— Data provided —
========
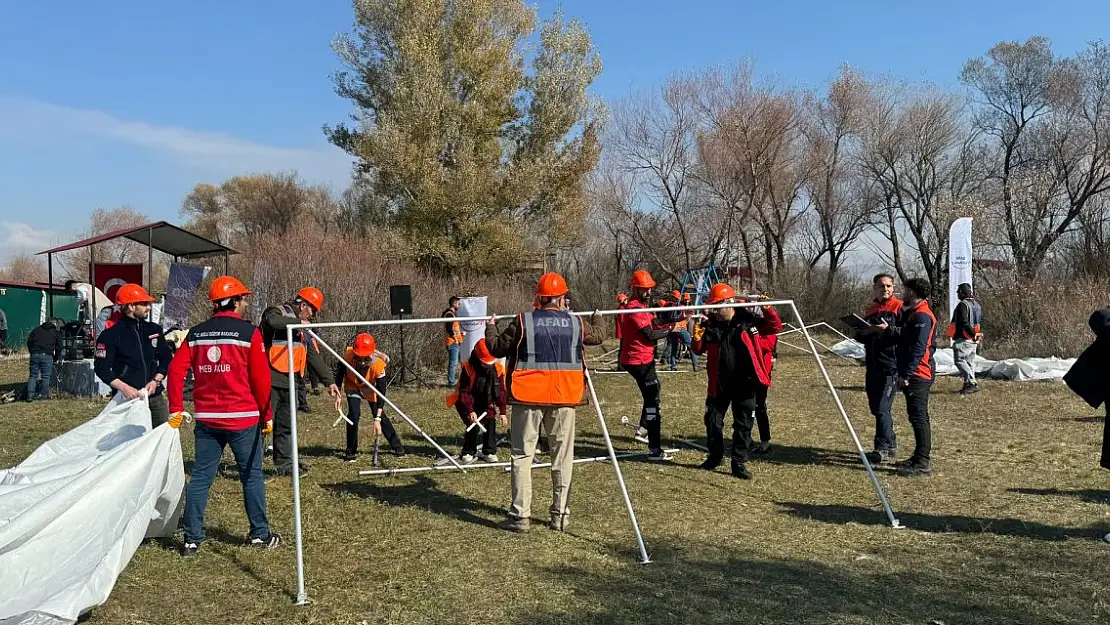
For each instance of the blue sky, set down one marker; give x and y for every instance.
(133, 102)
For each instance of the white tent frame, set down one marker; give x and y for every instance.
(302, 596)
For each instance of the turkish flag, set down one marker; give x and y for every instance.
(110, 276)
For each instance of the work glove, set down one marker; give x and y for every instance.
(698, 332)
(179, 417)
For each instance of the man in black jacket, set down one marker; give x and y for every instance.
(44, 344)
(133, 355)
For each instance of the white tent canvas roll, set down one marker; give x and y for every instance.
(73, 513)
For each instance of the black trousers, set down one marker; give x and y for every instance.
(743, 402)
(283, 430)
(354, 412)
(880, 397)
(488, 440)
(649, 415)
(762, 420)
(917, 407)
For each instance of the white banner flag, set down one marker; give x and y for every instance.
(959, 260)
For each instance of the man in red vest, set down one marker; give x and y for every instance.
(546, 382)
(231, 399)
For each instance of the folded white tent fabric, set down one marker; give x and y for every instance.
(1017, 370)
(73, 513)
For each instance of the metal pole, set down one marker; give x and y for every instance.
(616, 467)
(302, 597)
(50, 282)
(844, 413)
(386, 400)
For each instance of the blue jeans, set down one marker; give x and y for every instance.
(42, 365)
(246, 446)
(453, 364)
(673, 340)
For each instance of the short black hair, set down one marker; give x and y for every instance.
(920, 286)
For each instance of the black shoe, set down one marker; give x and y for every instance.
(709, 464)
(916, 467)
(740, 471)
(268, 543)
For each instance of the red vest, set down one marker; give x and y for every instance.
(635, 348)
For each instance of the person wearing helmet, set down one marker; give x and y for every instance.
(132, 355)
(363, 355)
(481, 393)
(545, 384)
(638, 335)
(737, 369)
(232, 409)
(306, 304)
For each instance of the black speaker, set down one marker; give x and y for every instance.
(401, 300)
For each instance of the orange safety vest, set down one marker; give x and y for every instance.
(550, 356)
(453, 399)
(279, 349)
(373, 372)
(456, 331)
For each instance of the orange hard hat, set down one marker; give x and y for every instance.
(312, 295)
(132, 294)
(719, 293)
(226, 286)
(483, 352)
(641, 279)
(364, 345)
(551, 285)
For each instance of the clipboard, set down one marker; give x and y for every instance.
(855, 322)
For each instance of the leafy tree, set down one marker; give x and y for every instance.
(476, 159)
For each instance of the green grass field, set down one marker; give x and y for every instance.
(1007, 531)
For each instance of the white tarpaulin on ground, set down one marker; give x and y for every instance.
(1018, 370)
(73, 513)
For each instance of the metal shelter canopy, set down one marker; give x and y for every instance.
(161, 235)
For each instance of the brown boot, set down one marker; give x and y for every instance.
(561, 522)
(515, 524)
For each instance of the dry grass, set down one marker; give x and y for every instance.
(1006, 532)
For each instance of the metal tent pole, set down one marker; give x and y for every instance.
(844, 413)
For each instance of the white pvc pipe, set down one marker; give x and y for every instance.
(386, 400)
(505, 465)
(847, 421)
(302, 596)
(616, 467)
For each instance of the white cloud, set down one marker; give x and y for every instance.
(18, 238)
(218, 153)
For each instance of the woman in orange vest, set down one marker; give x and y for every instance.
(481, 390)
(371, 364)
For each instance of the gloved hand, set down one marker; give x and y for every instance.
(698, 332)
(179, 417)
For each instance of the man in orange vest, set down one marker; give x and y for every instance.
(453, 341)
(481, 390)
(546, 382)
(371, 364)
(231, 400)
(308, 302)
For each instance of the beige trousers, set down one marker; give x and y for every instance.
(525, 423)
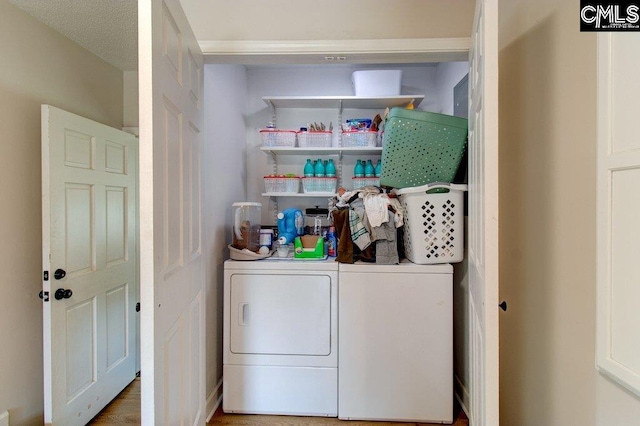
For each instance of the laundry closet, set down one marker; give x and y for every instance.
(284, 351)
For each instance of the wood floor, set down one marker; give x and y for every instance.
(125, 410)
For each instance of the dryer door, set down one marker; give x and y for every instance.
(280, 314)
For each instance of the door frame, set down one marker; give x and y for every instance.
(357, 51)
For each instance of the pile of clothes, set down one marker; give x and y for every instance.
(366, 222)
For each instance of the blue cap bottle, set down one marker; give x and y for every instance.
(308, 169)
(319, 168)
(330, 169)
(368, 169)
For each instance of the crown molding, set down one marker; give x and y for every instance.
(338, 50)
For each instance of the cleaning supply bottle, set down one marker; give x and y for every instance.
(368, 169)
(308, 169)
(290, 225)
(332, 242)
(319, 168)
(330, 170)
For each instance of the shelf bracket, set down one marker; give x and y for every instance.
(273, 113)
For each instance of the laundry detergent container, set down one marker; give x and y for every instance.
(420, 147)
(246, 226)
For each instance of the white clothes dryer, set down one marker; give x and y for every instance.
(280, 337)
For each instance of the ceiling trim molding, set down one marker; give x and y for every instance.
(248, 48)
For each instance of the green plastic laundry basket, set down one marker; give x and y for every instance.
(421, 147)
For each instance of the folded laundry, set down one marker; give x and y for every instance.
(365, 216)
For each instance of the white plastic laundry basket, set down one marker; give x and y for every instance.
(433, 223)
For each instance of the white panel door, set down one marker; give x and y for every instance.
(618, 234)
(482, 357)
(89, 174)
(171, 265)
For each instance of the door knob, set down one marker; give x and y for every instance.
(63, 294)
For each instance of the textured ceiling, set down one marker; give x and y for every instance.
(108, 28)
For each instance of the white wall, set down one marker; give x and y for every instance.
(448, 75)
(310, 80)
(548, 222)
(38, 66)
(329, 19)
(130, 97)
(225, 101)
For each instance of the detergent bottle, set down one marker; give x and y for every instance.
(290, 225)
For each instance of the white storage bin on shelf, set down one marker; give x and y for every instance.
(283, 138)
(358, 183)
(319, 184)
(314, 139)
(359, 139)
(377, 82)
(284, 185)
(433, 223)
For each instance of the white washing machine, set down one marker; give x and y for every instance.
(280, 337)
(396, 342)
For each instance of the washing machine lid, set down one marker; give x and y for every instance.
(280, 314)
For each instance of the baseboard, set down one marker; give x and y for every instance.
(462, 395)
(214, 400)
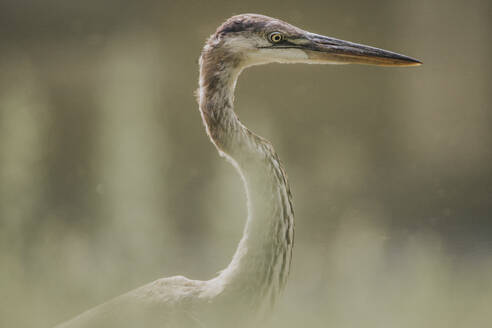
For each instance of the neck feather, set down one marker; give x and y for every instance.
(260, 266)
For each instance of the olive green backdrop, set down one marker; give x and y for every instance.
(107, 179)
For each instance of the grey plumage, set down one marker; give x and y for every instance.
(259, 268)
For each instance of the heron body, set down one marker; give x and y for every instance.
(250, 284)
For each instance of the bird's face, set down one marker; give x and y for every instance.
(260, 40)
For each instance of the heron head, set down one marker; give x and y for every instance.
(258, 39)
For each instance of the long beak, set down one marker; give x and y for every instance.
(325, 49)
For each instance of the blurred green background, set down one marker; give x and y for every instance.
(107, 179)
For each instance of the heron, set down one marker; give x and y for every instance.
(247, 289)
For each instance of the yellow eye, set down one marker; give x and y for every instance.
(275, 37)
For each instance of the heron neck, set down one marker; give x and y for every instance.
(260, 265)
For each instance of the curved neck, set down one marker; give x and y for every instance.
(260, 266)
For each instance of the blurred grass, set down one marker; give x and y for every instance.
(107, 180)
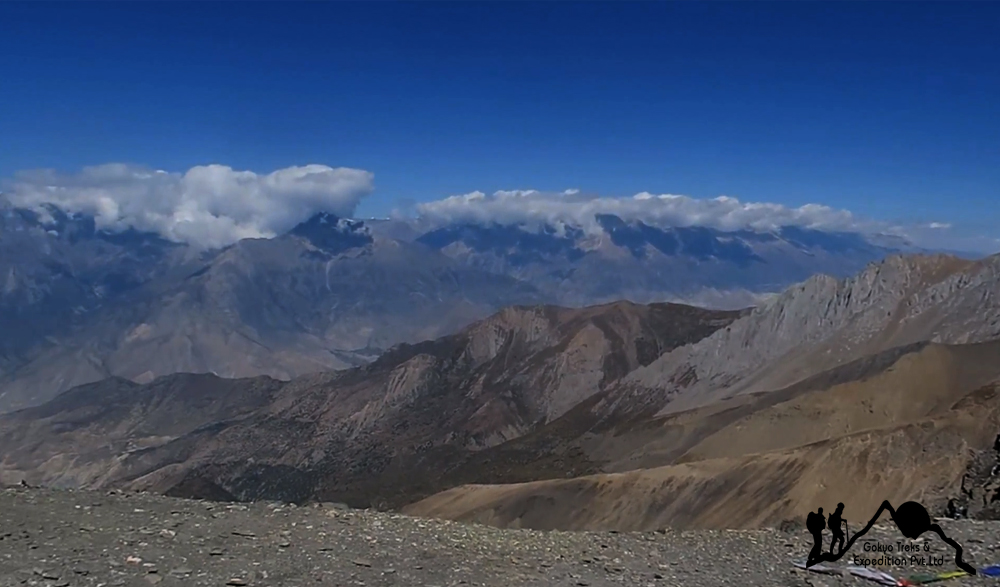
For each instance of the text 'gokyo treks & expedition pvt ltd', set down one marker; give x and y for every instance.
(899, 554)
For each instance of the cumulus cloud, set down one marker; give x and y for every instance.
(207, 206)
(666, 210)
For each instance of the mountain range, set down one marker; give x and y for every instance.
(624, 416)
(80, 303)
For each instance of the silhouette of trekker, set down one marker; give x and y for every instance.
(815, 523)
(911, 519)
(835, 523)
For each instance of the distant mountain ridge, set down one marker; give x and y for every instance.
(80, 303)
(618, 416)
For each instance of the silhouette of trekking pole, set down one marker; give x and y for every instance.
(912, 520)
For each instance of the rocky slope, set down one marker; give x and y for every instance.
(82, 538)
(328, 295)
(378, 432)
(758, 421)
(619, 416)
(78, 304)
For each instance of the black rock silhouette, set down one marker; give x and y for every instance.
(912, 520)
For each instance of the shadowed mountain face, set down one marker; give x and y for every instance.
(880, 386)
(79, 305)
(372, 433)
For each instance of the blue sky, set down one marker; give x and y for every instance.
(888, 110)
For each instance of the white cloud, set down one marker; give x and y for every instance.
(572, 206)
(210, 206)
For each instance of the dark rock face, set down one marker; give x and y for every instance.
(405, 425)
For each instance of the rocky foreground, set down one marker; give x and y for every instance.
(69, 538)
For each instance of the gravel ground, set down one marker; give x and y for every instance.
(78, 538)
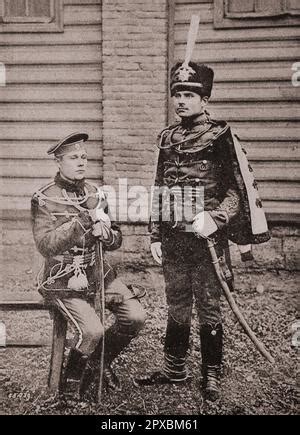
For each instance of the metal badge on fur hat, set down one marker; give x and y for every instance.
(191, 76)
(197, 78)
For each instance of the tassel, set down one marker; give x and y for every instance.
(78, 282)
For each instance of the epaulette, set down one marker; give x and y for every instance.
(97, 190)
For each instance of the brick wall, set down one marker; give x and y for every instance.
(134, 110)
(134, 87)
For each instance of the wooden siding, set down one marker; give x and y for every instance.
(253, 91)
(53, 88)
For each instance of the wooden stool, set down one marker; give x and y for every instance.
(58, 336)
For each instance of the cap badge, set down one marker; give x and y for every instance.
(184, 73)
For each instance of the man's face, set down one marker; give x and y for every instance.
(73, 165)
(189, 104)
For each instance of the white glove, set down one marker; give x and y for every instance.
(156, 252)
(102, 231)
(98, 215)
(204, 225)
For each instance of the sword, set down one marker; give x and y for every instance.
(257, 343)
(100, 307)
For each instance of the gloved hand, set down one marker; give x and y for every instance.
(98, 214)
(101, 231)
(156, 252)
(102, 224)
(204, 225)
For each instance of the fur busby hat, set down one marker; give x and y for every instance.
(195, 77)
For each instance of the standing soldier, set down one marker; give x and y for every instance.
(69, 216)
(199, 152)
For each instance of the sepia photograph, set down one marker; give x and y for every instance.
(150, 205)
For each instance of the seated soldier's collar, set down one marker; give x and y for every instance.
(75, 186)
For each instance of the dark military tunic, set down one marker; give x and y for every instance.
(62, 230)
(63, 233)
(195, 154)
========
— To be done —
Reproduce, word for word, only the lines from the one that contains "For each instance of the fur" through the final line.

— Task output —
For each instance of the fur busby hat, set down one marker; give x and y for every instance.
(195, 77)
For each instance of the standing soldier, set down one marker; give x and y for every instance.
(69, 216)
(199, 152)
For each instance of the sepia photograph, set down one marker; give x and y for every instance.
(150, 205)
For each instance of the seated soldier's collar, set down one marker; give x and y for every instance.
(75, 186)
For each instance of the dark military tunic, set down one marker; give x and y for every instance.
(62, 230)
(63, 233)
(195, 154)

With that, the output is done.